## EXCERPT TO READ
----
Yes well on that point you get into two issues. One is the fundamental "captains of industry vs robber barons" question (but which is a philosophical question that is superfluous here.

The second issue must be clarified however before we can proceed: what scope (and result) are you asking about?

If you mean initially after the invasion or attack (could be two weeks to a year, depending on what kind of assault), almost no one profits. Actually the only people who profit are those individual investors who have stock in oil companies (yes, that could be you) and the oil companies themselves. Of course, this is assuming that oil exports from Iran are interrupted, which is a logical assumption considering that it's not typical for troops, equipment, and strategy to be diverted so that the oil flow may be maintained. A great example of this is in Iraq, where the oil export level is still well below pre-invasion levels. And even though we now have a sizable military contingent (both US Navy and a lot of British troops) focused on maintaining that oil, this is only because (militarily speaking) major combat operations have ceased, except in western al Anbar province near Syria. But whatever your opinion about our initial motives regarding Iraqi oil, the fact is that now the oil is being maintained in hopes that it will significantly pay for Iraqi reconstruction - and Bush will be able to stop going in front of Congress and requesting an additional 50 to 100 billion to fund the war/reconstruction efforts. Basically, we're now protecting it because it is part of our only ticket out. Of course, a good oil flow also theoretically lowers the price of oil, which does benefit oil consumers like the US and hurts oil producers like Venezuela, Iran, and Russia.

But back to Iran. Again, what type of war and how it goes is crucial. If it is a purely western-led war, then Russia presumably loses big time over the long term - as they currently have the most substantial and hopeful oil contracts with Iran. That is why, if Russia enters the war, pay close attention to where they do it. If it's in the same region most of their tenders are located in, which is closed to Russia anyway (n'eastern Iran), this is no coincidence.
----
## ENTRIES
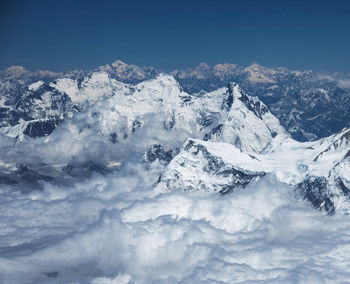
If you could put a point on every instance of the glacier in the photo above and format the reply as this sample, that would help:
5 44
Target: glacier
148 183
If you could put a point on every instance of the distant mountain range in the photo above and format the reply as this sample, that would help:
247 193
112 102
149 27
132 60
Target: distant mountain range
310 105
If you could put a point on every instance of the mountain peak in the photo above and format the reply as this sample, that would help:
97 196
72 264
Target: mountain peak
203 65
15 71
118 63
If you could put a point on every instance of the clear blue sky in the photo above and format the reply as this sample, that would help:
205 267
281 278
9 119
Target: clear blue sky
67 34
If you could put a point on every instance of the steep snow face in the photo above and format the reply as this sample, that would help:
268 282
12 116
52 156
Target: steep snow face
118 110
319 170
90 89
128 73
249 125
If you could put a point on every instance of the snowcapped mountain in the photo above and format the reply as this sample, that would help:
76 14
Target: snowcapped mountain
103 181
310 105
319 170
232 139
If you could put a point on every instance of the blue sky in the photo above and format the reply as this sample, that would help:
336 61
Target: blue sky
63 35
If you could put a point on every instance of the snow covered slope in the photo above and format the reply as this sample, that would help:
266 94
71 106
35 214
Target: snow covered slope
318 170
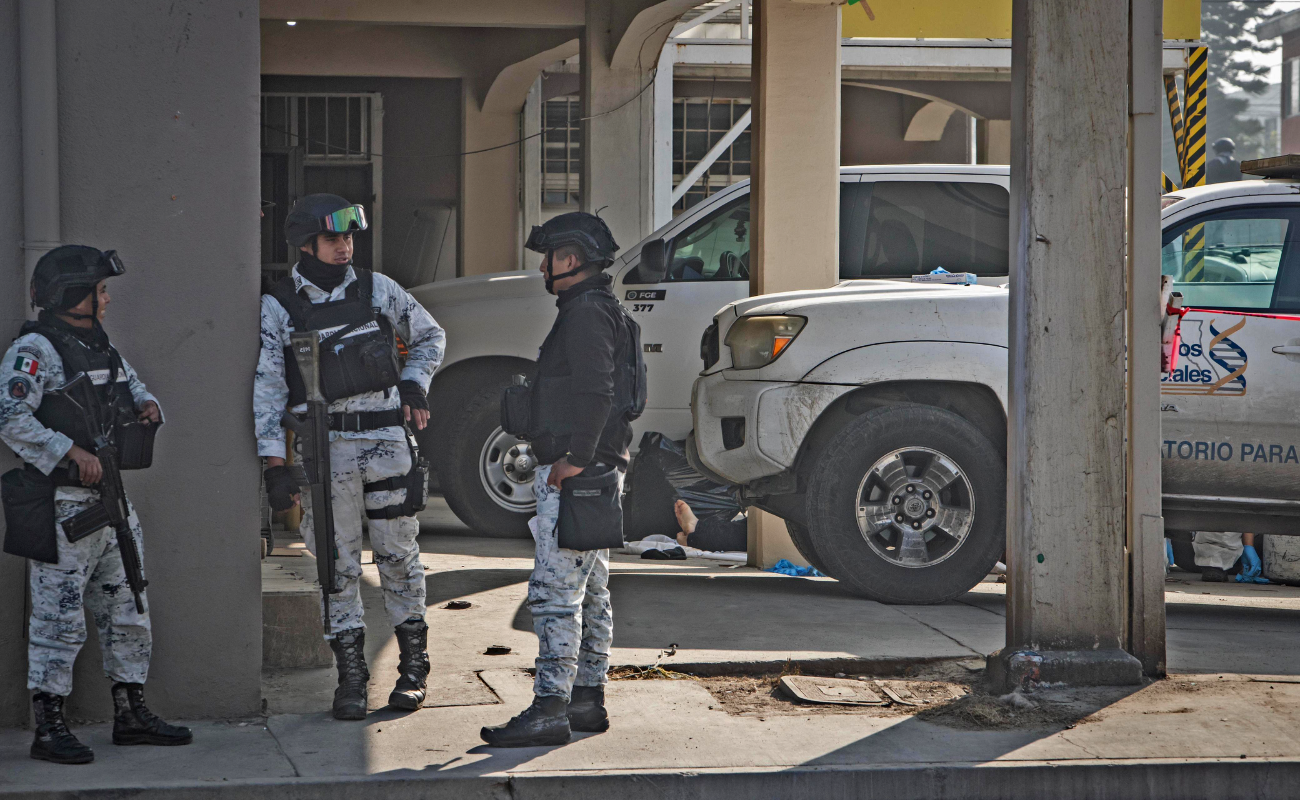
----
## THE EXERCISE
Can you pick up the passage on oil and a possible war with Iran and carry it on past its final sentence? The data here has no role in this work.

## THE OUTPUT
The second main losers are Pakistan and India. Neither produces enough oil to supply themselves, and w/ India especially, if they are to grow long term, they need a large supply. That is why there are large scales plans currently being developed to build a pipeline from Iran through Pak to India. When you hear about India being on the fence and being pressured from both sides, this is the main reason why.

On the winning side, you've mainly got the UK and the US. The UK since they've got the longest history of oil projects and interests - although none currently - in Iran. The US because, if we were to attack other than just bomb, it'd be doing most of the fighting, which means that it'd hold most of the territory. Thus, it'd mainly influence who got the tenders afterward (which would be favored in US). This is biased, sure, but maybe not unreasonable, since the US troops would also do most of the dying.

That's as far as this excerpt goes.